## GIVEN ENTRIES
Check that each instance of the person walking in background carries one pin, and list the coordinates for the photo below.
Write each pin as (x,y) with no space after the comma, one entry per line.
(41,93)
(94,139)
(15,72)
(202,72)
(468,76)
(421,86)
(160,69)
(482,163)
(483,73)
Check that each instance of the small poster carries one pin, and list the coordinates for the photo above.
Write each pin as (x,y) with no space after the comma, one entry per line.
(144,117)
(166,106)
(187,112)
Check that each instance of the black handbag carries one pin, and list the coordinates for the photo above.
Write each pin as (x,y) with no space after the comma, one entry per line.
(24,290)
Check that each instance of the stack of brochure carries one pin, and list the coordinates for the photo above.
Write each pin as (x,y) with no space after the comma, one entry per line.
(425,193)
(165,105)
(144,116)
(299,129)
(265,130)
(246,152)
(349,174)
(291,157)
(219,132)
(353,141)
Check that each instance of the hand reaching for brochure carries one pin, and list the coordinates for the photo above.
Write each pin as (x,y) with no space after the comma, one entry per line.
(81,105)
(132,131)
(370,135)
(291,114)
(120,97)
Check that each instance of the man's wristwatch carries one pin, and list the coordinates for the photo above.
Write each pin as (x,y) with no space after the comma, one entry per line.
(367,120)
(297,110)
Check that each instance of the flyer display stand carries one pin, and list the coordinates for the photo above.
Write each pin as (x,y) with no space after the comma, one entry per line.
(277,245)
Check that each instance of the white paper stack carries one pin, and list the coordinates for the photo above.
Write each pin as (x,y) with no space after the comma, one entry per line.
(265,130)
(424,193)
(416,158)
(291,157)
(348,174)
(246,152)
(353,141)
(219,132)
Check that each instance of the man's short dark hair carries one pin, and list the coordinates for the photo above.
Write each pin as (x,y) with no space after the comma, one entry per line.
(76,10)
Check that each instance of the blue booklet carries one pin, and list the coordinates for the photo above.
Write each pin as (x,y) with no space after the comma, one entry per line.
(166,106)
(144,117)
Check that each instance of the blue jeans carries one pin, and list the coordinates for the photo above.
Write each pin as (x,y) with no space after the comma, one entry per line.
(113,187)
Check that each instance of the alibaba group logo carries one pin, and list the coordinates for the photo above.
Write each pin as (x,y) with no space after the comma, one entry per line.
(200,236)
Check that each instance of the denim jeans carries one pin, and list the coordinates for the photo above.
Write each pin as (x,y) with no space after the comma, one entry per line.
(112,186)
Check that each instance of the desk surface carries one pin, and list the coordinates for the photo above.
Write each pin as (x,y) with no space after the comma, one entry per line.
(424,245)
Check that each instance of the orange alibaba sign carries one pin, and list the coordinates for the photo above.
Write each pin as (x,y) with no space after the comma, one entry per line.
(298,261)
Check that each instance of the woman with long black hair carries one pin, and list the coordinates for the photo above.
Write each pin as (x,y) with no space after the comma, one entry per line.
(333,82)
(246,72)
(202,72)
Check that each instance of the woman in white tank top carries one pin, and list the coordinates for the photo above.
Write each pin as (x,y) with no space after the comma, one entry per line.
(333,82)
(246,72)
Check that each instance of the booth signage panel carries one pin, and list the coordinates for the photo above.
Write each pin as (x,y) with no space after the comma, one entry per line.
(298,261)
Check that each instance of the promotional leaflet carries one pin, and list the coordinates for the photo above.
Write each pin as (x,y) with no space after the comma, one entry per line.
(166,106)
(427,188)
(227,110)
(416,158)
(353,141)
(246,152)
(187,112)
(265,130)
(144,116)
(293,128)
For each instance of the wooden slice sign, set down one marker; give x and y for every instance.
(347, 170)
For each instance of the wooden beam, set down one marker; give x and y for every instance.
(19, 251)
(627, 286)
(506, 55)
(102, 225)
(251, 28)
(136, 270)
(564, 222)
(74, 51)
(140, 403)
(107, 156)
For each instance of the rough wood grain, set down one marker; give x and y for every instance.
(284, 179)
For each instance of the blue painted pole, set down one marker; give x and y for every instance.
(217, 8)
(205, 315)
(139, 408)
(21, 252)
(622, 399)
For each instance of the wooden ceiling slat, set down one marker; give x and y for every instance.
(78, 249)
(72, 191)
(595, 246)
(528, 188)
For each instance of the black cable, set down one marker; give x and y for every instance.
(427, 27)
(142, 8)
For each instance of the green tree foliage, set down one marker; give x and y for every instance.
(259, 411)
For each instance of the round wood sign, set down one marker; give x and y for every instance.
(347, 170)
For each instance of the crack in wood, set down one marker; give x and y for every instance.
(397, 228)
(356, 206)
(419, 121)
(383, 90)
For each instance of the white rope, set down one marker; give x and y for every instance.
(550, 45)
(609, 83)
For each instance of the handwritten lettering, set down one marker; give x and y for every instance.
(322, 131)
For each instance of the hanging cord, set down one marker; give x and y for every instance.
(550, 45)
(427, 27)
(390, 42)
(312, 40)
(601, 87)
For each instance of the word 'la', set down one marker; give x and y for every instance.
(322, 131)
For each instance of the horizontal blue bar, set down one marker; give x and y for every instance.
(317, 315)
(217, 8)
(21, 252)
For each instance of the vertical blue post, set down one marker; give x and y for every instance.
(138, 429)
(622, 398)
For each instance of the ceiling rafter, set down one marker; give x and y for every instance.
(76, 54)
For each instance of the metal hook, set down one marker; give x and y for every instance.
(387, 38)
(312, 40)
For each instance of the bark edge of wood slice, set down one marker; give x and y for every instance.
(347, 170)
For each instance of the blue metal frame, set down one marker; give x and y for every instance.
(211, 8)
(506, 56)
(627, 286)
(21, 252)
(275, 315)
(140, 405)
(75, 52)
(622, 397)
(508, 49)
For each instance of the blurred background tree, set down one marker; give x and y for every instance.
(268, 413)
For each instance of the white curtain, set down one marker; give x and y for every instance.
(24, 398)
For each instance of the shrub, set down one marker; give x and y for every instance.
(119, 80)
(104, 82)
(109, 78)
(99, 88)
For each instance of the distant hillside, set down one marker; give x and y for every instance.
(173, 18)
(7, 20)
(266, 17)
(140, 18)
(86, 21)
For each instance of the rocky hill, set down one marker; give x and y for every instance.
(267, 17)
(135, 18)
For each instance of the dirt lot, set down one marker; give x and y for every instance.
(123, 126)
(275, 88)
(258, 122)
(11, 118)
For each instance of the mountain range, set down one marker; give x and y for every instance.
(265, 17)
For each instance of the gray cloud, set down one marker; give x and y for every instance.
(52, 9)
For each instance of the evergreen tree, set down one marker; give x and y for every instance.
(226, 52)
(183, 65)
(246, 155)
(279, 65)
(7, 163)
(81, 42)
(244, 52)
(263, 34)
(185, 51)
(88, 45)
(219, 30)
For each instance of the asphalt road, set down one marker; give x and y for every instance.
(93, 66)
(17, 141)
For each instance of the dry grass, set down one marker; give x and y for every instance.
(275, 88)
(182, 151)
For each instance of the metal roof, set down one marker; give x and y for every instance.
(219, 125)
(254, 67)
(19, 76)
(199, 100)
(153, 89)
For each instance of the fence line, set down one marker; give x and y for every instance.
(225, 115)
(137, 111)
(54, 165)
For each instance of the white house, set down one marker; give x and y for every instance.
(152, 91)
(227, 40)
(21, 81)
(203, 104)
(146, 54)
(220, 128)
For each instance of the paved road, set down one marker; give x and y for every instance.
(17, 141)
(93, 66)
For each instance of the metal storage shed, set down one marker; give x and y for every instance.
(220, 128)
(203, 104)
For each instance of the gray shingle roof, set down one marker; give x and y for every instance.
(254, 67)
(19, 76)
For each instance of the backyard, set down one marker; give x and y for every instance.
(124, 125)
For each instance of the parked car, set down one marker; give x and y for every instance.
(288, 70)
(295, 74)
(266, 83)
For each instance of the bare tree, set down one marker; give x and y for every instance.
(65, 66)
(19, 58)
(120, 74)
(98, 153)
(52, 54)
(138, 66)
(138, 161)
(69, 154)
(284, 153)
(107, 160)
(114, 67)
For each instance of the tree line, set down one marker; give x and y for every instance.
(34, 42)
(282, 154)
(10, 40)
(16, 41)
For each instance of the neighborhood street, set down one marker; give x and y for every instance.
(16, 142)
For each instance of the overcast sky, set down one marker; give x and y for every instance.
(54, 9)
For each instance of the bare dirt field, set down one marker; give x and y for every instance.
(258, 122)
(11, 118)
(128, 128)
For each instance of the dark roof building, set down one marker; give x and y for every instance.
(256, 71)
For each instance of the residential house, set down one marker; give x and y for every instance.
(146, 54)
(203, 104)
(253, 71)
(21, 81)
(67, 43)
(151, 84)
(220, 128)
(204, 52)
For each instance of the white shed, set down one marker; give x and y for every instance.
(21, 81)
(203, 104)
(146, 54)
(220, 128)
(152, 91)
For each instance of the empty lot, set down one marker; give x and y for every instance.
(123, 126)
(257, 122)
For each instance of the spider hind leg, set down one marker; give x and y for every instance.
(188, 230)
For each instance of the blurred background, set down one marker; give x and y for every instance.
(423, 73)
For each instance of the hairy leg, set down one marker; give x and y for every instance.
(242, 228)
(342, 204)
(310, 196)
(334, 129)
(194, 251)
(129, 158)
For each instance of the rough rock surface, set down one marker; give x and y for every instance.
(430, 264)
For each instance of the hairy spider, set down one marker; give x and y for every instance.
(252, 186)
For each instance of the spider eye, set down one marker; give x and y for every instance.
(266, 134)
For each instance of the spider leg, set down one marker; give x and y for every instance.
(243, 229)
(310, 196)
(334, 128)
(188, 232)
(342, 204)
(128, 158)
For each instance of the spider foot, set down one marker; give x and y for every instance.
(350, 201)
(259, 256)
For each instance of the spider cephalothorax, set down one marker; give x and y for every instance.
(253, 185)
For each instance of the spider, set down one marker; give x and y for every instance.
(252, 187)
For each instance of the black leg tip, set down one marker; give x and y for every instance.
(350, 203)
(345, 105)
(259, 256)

## ACTION ITEM
Reproduce only this range: the first line of the data above through the line with "Check that each instance of the small", both included, exactly as written.

## TASK RESPONSE
Check that each instance of the person walking in background carries one pin, and list the coordinates for the photo below.
Write each pin as (x,y) with no space after the comma, one entry per line.
(41,93)
(94,139)
(15,72)
(202,72)
(468,76)
(421,86)
(160,69)
(482,163)
(483,73)
Check that each instance of the small poster carries one pin, and list the coordinates for the photo above.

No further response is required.